-- TRECHO DO TEXTO --
::::::
Ressalta-se, por fim, que a observância do Novo CPC dá-se em caráter suplementar, uma vez que, no caso da extradição, deve ser observada a Lei de Migração. Ainda assim, verifica-se que na parte dos princípios, a legislação processual nada mais é que a complementariedade ideal para o processo do instituto ora estudado.

5 APLICABILIDADE DOS PRINCÍPIOS DA COOPERAÇÃO INTERNACIONAL DA LEGISLAÇÃO PROCESSUAL EM CASOS CONCRETOS DE EXTRADIÇÃO

Como já mencionado, os princípios desempenham papel fundamental no ordenamento jurídico, ainda mais no instituto da extradição, modalidade de cooperação jurídica internacional, capítulo previsto no Novo CPC. Com isso, é quase que certo que em qualquer decisão sobre extradição tenha-se a previsão dos princípios orientadores da cooperação jurídica internacional.

No dia 28.03.2017, a Primeira Turma do Supremo Tribunal Federal[29] deferiu, por maioria de votos, a extradição da brasileira naturalizada americana Cláudia Cristina Sobral, requerida pelos Estados Unidos da América, a qual é acusada de ter atentado contra a vida de seu marido americano, Karl Hoering.

De acordo com a Nota Verbal 436/2016 – instrumento diplomático através do qual é requerida, dentre outras, a extradição e que possui presumida autenticidade –, Cláudia teria comprado um revólver calibre 357, marca Smith and Wesson, no dia 10.03.2007, e praticado tiro ao alvo, tendo adquirido munição no mesmo dia, após se informar sobre os diferentes tipos existentes no estande de tiro.

Em 12.03.2007, um dos vizinhos avistou Cláudia sair de sua residência e não retornou. Após três dias, parentes preocupados com a ausência de Karl Hoering entraram em contato com a polícia, sendo o corpo encontrado no dia 15 do referido mês.

A perícia realizada no corpo da vítima revelou que ela havia sido atingida por três disparos de arma de fogo – dois nas costas e um na cabeça –, existindo elementos que indicavam que a arma do crime fora a mesma adquirida por Cláudia poucos dias antes.

Por fim, Cláudia teria transferido a quantia de US$10.000,00 (dez mil dólares) para uma conta em nome de seu pai, no Brasil, para onde se evadiu pouco tempo depois. O Ministro Luís Roberto Barroso, relator da Extradição 1.462, asseverou que no ano de 2011 foi aberto, de ofício, Procedimento Administrativo perante o Ministério da Justiça que acabou por determinar a perda da nacionalidade brasileira de Cláudia, conforme Portaria Ministerial 2.465/2013.
::::::
-- REGISTROS FORNECIDOS --

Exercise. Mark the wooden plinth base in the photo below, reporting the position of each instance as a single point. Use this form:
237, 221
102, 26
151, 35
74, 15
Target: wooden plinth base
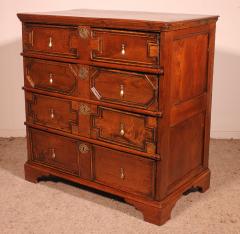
156, 212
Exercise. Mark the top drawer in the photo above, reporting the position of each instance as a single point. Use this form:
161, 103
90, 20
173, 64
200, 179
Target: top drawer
53, 40
125, 47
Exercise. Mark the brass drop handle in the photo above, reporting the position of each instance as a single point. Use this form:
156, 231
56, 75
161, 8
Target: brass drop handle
122, 132
83, 148
122, 176
121, 91
50, 78
52, 115
50, 43
123, 49
53, 154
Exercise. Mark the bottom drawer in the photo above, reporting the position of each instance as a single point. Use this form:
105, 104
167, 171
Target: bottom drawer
60, 152
119, 170
124, 171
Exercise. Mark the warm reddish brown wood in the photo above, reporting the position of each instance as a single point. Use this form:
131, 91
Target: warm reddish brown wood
124, 171
120, 102
126, 47
120, 19
125, 88
131, 130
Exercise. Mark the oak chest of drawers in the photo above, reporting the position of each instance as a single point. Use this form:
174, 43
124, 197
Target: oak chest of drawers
120, 102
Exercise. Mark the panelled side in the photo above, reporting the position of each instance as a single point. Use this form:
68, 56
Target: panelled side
186, 112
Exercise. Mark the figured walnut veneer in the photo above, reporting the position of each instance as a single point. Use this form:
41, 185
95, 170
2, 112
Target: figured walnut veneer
120, 102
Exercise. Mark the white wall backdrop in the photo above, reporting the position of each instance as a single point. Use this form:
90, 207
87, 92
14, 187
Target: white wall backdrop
226, 88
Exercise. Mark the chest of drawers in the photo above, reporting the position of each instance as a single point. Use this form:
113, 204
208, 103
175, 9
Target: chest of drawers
120, 102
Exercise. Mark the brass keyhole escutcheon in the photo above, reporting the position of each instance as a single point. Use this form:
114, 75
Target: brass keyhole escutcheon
83, 148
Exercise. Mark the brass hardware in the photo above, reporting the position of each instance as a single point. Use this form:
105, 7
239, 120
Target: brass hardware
52, 113
122, 132
50, 78
30, 80
121, 91
83, 32
53, 154
84, 109
83, 148
83, 72
122, 176
96, 93
123, 49
30, 37
50, 44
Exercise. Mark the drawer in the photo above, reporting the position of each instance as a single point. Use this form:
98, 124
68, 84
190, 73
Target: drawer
58, 77
124, 171
124, 88
127, 129
50, 39
52, 112
60, 152
125, 47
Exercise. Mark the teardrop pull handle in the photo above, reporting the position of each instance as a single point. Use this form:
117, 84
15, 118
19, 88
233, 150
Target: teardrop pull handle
53, 154
50, 78
123, 49
50, 43
122, 132
122, 175
52, 115
121, 91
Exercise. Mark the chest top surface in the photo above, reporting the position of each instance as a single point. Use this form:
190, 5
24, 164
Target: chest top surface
121, 19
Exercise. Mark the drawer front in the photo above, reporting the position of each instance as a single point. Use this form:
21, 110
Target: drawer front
125, 47
124, 88
52, 76
131, 130
51, 40
124, 171
59, 152
52, 112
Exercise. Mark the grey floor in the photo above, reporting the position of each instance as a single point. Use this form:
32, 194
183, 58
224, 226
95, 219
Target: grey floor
58, 207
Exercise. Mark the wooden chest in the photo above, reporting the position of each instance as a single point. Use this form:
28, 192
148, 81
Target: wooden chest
120, 102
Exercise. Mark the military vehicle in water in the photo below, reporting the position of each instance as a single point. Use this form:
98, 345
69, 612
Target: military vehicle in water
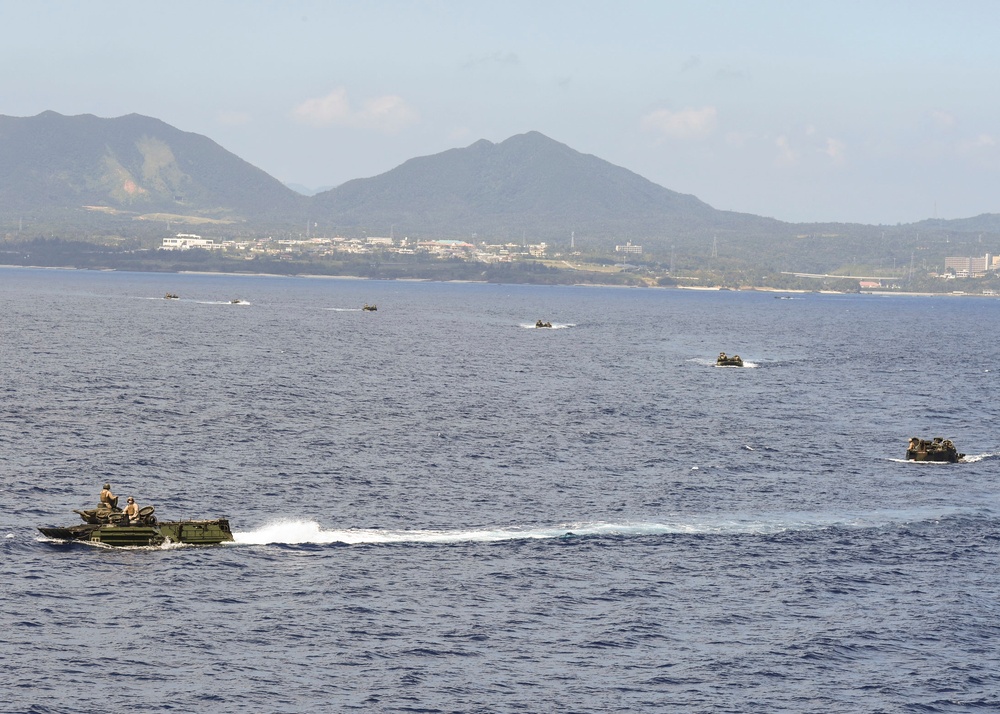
111, 527
726, 361
937, 449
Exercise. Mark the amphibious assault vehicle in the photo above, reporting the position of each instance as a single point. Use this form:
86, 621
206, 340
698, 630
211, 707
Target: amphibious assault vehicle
111, 527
::::::
Reproduza sem alterações o trecho do texto sobre extradição que começa em "De acordo com" e vai até "poucos dias antes.", incluindo estas últimas palavras. Os registros não têm relação com o texto sobre extradição.

-- RESPOSTA --
De acordo com a Nota Verbal 436/2016 – instrumento diplomático através do qual é requerida, dentre outras, a extradição e que possui presumida autenticidade –, Cláudia teria comprado um revólver calibre 357, marca Smith and Wesson, no dia 10.03.2007, e praticado tiro ao alvo, tendo adquirido munição no mesmo dia, após se informar sobre os diferentes tipos existentes no estande de tiro.

Em 12.03.2007, um dos vizinhos avistou Cláudia sair de sua residência e não retornou. Após três dias, parentes preocupados com a ausência de Karl Hoering entraram em contato com a polícia, sendo o corpo encontrado no dia 15 do referido mês.

A perícia realizada no corpo da vítima revelou que ela havia sido atingida por três disparos de arma de fogo – dois nas costas e um na cabeça –, existindo elementos que indicavam que a arma do crime fora a mesma adquirida por Cláudia poucos dias antes.